WHAT IS BEING ASKED: Find each line in the data below that contains the string "player", matching case exactly, and copy those lines.

Image segmentation entries:
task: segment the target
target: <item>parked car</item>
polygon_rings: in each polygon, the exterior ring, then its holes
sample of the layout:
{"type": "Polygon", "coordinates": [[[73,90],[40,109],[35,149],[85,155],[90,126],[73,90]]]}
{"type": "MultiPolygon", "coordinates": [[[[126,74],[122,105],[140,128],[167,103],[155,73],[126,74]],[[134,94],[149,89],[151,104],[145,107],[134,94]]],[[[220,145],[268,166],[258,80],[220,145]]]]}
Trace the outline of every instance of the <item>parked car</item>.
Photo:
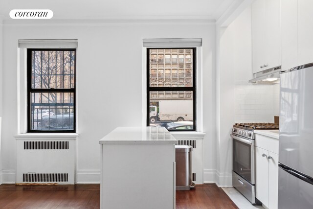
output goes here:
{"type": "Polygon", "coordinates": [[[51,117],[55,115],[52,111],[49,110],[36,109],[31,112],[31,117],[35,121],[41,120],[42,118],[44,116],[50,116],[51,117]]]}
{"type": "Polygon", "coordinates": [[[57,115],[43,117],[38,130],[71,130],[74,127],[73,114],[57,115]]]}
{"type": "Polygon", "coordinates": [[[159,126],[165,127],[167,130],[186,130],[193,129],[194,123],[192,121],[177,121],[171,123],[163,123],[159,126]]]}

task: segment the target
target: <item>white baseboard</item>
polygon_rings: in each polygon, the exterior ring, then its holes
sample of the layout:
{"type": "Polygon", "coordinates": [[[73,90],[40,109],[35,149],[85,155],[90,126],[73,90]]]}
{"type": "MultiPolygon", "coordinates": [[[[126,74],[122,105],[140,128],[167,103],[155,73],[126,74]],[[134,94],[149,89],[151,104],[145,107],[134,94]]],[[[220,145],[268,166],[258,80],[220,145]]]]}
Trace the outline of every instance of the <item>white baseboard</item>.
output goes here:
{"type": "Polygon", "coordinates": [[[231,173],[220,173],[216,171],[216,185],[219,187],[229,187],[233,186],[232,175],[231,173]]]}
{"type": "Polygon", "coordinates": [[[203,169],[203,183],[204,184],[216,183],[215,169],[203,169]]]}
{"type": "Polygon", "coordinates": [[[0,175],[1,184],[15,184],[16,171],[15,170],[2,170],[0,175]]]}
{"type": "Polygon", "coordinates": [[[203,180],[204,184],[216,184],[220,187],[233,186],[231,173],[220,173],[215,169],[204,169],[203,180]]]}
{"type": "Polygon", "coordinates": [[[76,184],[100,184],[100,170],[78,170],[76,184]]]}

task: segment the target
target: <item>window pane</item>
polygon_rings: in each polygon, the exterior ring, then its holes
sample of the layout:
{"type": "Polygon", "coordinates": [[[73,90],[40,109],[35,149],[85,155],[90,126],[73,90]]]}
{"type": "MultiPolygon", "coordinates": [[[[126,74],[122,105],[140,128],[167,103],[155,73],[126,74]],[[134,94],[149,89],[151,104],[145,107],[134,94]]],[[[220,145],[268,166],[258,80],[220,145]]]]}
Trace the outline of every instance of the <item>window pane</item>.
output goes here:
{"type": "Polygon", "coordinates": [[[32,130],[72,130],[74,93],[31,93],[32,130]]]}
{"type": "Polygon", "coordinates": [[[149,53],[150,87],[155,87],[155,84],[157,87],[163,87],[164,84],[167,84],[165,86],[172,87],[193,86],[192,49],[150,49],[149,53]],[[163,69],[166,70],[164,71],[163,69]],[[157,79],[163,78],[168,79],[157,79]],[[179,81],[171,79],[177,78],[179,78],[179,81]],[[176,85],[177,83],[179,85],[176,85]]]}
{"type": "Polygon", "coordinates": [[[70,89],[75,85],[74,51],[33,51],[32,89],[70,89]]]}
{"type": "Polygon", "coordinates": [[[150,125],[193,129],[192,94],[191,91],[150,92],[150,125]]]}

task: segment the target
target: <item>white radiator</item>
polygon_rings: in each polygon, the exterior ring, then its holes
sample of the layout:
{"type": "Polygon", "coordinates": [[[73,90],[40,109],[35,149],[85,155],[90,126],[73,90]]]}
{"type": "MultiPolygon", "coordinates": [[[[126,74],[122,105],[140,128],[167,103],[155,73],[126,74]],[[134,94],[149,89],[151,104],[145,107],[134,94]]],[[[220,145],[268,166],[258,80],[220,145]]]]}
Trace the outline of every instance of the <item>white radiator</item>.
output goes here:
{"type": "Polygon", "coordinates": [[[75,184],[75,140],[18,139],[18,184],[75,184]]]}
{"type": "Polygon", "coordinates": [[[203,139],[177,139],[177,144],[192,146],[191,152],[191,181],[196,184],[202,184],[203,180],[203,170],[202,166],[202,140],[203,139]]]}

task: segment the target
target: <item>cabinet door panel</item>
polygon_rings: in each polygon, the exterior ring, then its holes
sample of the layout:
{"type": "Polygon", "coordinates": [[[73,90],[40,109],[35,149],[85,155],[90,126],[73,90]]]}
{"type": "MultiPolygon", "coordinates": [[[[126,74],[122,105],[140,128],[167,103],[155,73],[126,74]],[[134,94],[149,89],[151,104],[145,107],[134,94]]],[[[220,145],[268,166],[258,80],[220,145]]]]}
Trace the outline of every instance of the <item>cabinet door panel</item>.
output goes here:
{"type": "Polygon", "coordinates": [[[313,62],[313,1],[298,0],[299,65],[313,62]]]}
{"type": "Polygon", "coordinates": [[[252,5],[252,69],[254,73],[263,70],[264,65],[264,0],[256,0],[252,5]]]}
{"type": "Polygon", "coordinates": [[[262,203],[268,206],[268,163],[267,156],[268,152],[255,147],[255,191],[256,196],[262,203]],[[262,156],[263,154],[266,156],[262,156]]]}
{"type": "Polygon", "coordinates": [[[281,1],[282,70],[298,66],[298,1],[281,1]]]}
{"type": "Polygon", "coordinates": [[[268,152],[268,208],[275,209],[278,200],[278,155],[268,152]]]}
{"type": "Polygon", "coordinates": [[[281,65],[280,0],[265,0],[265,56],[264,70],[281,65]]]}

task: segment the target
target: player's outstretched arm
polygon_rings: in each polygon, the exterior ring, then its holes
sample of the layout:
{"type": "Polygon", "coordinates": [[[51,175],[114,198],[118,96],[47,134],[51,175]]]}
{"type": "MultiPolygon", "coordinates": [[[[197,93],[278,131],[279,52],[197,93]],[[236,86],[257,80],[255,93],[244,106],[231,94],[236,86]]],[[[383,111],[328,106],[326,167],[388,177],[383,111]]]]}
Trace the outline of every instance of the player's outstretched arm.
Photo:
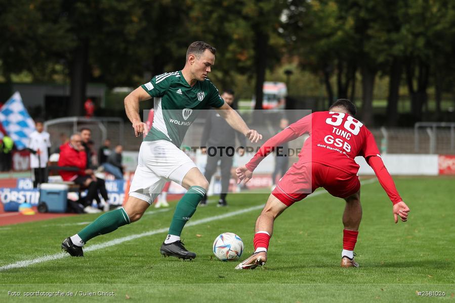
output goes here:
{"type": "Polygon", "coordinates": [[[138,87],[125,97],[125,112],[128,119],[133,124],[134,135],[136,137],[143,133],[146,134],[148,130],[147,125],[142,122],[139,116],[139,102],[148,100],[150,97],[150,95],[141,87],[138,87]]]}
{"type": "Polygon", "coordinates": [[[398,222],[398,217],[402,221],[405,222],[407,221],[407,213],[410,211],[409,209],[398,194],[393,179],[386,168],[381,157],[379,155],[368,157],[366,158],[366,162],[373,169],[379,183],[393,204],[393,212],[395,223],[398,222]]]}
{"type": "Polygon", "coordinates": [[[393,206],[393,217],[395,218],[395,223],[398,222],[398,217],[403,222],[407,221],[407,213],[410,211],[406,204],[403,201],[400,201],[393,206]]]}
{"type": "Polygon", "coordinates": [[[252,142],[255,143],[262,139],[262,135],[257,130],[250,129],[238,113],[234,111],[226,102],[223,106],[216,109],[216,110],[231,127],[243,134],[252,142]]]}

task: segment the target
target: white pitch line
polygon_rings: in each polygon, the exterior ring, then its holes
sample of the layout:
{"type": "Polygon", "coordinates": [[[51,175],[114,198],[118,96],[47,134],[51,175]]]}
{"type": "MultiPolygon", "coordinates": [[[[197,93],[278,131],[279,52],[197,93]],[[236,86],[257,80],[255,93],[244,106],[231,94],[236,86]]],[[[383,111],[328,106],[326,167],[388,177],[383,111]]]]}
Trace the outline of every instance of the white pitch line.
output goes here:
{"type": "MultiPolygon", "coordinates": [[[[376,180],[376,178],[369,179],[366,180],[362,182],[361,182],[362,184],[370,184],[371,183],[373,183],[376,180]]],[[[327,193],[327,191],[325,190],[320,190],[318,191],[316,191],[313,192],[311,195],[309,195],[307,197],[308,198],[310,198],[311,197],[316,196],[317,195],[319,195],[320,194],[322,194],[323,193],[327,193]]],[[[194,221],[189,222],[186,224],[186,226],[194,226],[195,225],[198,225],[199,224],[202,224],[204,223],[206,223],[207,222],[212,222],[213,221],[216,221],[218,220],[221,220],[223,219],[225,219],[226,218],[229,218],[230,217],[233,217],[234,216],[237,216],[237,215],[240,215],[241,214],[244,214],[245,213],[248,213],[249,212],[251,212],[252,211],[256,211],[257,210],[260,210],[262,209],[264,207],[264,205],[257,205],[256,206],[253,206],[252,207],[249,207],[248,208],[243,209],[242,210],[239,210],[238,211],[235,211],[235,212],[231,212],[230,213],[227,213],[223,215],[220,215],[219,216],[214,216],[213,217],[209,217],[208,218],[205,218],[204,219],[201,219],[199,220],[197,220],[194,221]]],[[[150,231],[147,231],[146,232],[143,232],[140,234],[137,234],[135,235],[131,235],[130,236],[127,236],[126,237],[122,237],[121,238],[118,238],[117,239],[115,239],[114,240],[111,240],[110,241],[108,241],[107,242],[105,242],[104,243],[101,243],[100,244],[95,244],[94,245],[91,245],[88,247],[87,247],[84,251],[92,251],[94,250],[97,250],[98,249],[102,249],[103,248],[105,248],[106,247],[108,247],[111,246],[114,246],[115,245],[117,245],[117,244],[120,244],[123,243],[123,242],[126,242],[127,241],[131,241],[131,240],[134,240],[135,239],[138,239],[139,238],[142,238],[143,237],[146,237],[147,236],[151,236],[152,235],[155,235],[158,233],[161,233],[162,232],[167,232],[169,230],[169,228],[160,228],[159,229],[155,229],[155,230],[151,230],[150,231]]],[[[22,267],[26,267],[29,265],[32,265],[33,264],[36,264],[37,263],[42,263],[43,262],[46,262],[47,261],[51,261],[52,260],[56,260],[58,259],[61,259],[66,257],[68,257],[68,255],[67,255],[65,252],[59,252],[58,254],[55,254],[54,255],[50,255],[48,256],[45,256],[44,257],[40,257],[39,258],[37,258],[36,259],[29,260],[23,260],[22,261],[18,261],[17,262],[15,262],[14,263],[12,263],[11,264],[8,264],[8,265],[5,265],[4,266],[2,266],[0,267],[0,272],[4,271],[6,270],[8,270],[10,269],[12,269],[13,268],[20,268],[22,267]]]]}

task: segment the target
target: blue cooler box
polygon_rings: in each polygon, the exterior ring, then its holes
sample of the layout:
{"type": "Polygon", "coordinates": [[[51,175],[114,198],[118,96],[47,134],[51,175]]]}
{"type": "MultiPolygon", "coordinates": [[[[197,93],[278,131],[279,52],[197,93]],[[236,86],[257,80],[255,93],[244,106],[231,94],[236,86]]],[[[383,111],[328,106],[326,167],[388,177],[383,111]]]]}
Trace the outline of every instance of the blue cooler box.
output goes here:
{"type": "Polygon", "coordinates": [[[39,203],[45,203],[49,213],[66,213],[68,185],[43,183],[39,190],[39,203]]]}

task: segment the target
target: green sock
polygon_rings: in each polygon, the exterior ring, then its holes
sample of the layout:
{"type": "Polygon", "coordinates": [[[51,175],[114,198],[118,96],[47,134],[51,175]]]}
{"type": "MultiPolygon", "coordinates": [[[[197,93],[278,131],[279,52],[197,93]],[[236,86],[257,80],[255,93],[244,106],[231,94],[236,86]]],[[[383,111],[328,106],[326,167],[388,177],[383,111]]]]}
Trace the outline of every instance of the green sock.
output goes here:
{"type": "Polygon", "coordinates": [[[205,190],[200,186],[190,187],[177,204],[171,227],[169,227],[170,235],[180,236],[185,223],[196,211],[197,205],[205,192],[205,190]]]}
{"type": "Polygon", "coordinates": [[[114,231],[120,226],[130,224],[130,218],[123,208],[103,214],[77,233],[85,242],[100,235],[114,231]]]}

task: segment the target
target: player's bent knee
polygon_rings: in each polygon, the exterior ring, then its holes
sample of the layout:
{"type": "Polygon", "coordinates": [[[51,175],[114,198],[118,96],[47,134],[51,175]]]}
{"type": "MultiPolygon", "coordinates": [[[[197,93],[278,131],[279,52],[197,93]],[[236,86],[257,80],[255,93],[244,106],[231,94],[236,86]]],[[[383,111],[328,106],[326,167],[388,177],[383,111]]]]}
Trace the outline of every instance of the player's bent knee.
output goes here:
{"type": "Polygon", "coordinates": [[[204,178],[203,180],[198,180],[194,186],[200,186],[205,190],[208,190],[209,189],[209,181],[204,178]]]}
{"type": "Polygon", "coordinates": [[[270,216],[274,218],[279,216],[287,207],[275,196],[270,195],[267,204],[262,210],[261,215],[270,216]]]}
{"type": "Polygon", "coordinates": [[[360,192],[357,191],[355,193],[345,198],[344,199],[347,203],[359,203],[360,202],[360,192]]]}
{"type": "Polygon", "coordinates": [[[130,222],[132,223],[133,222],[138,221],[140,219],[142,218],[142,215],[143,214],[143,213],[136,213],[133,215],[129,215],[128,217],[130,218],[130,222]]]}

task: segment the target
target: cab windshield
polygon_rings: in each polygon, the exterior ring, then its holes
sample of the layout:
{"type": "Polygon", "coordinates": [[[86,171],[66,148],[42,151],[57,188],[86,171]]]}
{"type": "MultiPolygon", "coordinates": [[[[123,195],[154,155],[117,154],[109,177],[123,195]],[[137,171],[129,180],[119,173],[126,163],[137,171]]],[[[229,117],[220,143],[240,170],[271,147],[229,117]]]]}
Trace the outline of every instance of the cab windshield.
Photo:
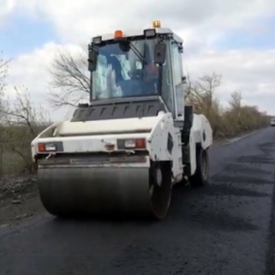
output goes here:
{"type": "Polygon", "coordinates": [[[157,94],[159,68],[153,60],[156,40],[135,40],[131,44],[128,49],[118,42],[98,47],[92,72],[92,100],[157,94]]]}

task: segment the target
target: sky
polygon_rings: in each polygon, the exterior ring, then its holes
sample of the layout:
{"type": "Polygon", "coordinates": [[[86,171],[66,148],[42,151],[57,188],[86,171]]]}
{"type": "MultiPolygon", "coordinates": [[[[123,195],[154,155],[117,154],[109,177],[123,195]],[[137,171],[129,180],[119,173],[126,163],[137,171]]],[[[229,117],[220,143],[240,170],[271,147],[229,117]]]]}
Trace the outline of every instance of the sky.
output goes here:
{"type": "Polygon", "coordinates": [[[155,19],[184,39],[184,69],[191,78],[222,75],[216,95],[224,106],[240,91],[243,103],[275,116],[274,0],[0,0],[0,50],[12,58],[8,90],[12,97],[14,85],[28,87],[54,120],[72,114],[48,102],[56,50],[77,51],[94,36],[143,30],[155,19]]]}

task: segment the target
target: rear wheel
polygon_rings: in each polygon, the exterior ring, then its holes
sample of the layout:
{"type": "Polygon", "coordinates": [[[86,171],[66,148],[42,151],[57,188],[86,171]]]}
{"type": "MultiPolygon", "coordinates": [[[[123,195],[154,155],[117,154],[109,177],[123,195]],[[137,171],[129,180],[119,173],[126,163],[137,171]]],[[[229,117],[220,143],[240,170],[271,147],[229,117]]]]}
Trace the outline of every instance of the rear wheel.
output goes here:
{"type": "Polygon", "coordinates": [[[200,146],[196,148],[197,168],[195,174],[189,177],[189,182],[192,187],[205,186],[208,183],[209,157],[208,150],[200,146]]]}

COMPLETE RESPONSE:
target: player's outstretched arm
Trace the outline of every instance of the player's outstretched arm.
target: player's bent knee
Trace the outline of every instance of the player's bent knee.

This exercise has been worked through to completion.